• _TASKS TO COMPLETE_:
1 > Answer these three questions using the write-up on the power outage classification model. Mark each answer with the same letter as its question.
(a) Which metric is used to evaluate the classification model, and why was it chosen over f1-score?
(b) Out of how many columns were 6 kept during cleaning?
(c) What p-value showed that the missingness of OUTAGE.DURATION depends on CAUSE.CATEGORY?
2 > Continue the write-up on the power outage classification model from the point where it stops.

• _EXTRACT TO READ_:
Power-Outage-Classification-Model

By Jun-Hee Hwang and Gabriel Cha

Introduction

Finding the cause of an outage may save a lot of time for repair workers. If they’re aware of the cause (i.e. severe weather, intentional attack, or equipment failure), workers may have a better idea of which equipments were more likely damaged during the event.

For example, if severe winds were the cause of the outage, workers may focus their attention on large power lines or towers that most likely knocked down during high winds.

Therefore, our goal is to predict the cause of outages using a multi-class classification model.

We will use accuracy to evaluate the performance of our classification model. We chose accuracy over f1-score because we are not performing a binary classification. Accuracy is sufficient metric to summarize the model’s capability on multiclass classification.

We will being using a dataset acquired from DOE׳s Office of Electricity Delivery and Energy Reliability and U.S. Energy Information Administration.

Rows and Columns

There are 1534 rows and 6 columns in the dataset that are relevant to our classification model.

The column CAUSE.CATEGORY is our response variable (i.e. the variable we are predicting).
The column CLIMATE.REGION contains the region of where outages occurred. Some regions may be more susceptible to certain cause of outages.
The column ANOMALY.LEVEL contains the (ONI) index referring to the cold and warm episodes by season. Low anomaly levels may lead to more severe weather, causing power outages.
The column ‘OUTAGE.DURATION’ marks duration of the outage in minutes. Outages caused by fuel supply emergency may last longer on average than other causes.
The column CUSTOMERS.AFFECTED counts the number of customers affected by the outage. Outages caused by severe weather (i.e. hurricanes or tornadoes) may affect more customers than outages caused by slanting which usually affects smaller groups of customers.
The column POSTAL.CODE provides the location of which state the outage occured in.
The column CLIMATE.CATEGORY contains represents the climate episodes based on a threshold of ± 0.5 °C for the Oceanic Niño Index (ONI). Severe weathers such as hurricanes are more likely to happen during higher temperatures with warm gusts of winds.

Data Cleaning

To ensure that the insights and conclusions drawn from the data are accurate and reliable, we cleaned our dataset in the following manner:
1. Excel to CSV Format We converted the Excel file to CSV format. Since CSV only accepts data points separated by commas, we deleted the title and description in the Excel file so that the data is readable into pandas DataFrame.

2. Filter Out Unnecessary Columns Out of the 55 columns, we kept 6 and created 1 new column. The reason for dropping over a dozen columns were because they were unnecessary fitting our multiclass classification model. For example, we did not require the percentage of inland water area in the state. While it may be important data points, it was unnecessary for the scope of this project.

3. Fill NaN values in OUTAGE.DURATION From previous data exploration, we discovered that the missingness of OUTAGE.DURATION depends on ‘CAUSE.CATEGORY’ with a statistically significant p-value of 0.002. Therefore, we imputed the mean OUTAGE.DURATION conditioned on CAUSE.CATEGORY.

• _SUPPLIED RECORDS_:

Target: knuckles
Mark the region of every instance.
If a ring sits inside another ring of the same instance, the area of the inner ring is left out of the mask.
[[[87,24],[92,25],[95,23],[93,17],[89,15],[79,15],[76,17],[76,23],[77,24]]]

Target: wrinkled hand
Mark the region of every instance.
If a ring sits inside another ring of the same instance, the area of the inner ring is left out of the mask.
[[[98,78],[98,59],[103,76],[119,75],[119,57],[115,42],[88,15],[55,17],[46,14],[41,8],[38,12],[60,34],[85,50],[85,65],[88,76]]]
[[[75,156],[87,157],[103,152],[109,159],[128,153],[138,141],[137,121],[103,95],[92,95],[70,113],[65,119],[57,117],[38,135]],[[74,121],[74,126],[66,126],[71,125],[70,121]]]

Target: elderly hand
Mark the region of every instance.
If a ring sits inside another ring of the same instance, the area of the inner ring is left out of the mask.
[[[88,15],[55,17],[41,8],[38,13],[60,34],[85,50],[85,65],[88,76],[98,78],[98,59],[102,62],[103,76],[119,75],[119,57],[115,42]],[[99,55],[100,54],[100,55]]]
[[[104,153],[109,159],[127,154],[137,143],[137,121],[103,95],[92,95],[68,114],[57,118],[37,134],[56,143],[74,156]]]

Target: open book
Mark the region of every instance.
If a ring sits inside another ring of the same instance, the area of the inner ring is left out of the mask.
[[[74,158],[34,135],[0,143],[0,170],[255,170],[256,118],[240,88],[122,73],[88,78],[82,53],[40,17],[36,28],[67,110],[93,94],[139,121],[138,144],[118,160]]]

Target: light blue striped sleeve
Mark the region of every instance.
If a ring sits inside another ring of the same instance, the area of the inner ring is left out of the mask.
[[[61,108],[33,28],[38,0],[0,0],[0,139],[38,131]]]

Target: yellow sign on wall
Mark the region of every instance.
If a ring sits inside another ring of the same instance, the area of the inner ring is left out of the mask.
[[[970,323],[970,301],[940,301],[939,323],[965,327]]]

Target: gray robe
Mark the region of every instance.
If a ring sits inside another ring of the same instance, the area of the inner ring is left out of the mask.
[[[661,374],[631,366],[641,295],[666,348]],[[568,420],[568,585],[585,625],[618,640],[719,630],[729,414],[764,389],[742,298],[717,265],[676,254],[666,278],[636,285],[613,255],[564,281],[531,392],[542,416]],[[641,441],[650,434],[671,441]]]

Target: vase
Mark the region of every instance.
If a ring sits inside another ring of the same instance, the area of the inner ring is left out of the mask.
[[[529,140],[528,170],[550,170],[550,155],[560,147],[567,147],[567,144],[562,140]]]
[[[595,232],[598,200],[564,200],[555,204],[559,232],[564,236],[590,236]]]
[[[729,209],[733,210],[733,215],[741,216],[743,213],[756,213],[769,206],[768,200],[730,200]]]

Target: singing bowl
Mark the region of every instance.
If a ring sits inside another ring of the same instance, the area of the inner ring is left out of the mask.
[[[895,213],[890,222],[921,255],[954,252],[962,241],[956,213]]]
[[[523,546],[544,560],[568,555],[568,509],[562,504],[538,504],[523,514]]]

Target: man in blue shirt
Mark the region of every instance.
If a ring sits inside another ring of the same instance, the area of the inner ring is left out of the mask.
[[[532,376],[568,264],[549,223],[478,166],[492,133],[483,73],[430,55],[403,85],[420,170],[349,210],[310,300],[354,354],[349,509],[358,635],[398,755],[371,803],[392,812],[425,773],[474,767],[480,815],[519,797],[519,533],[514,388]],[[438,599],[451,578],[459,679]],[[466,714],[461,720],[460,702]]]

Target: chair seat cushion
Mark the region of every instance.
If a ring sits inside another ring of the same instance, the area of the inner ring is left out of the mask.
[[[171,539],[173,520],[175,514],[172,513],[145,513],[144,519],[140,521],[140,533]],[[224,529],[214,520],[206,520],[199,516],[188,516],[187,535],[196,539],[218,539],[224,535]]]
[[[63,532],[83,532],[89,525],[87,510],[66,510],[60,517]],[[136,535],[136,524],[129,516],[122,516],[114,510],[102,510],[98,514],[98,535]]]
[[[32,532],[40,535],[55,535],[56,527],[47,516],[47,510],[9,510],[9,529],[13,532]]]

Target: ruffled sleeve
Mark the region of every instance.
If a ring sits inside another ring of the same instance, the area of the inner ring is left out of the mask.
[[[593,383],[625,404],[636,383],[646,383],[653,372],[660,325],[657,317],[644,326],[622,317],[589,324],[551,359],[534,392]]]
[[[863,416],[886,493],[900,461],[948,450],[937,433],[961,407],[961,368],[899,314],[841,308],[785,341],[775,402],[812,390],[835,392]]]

• _ANSWER LIST_:
1 >
(a) Accuracy. It was chosen over f1-score because the model does not perform a binary classification.
(b) 55 columns.
(c) 0.002.

2 >
4. Handle NaN values in ANOMALY.LEVEL Out of 1534 values, the ANOMALY.LEVEL columns contained 9 NaN values. Through data exploration, we discovered the missingness did neither depended on the region or the cause of outage. Therefore, due to its low significance, we dropped the 9 values from the DataFrame.

5. Fill NaN values in ‘CUSTOMERS.AFFECTED’ From previous data exploration, we discovered that the missingness of ‘CUSTOMERS.AFFECTED’ depends on ‘CAUSE.CATEGORY’ with a statistically significant p-value of 0.0. Therefore, we imputed the mean ‘CUSTOMERS.AFFECTED’ conditioned on CAUSE.CATEGORY.

Cleaned DataFramed

ANOMALY.LEVEL	OUTAGE.DURATION	CLIMATE.REGION	CUSTOMERS.AFFECTED	CAUSE.CATEGORY	CLIMATE.CATEGORY	POSTAL.CODE
-0.3	3060	East North Central	70000	severe weather	normal	MN
-0.1	1	East North Central	1790	intentional attack	normal	MN
-1.5	3000	East North Central	70000	severe weather	cold	MN
-0.1	2550	East North Central	68200	severe weather	normal	MN
1.2	1740	East North Central	250000	severe weather	warm	MN

Baseline Model

We trained a decision tree classifier to predict CAUSE.CATEGORY using 3 features from the dataset.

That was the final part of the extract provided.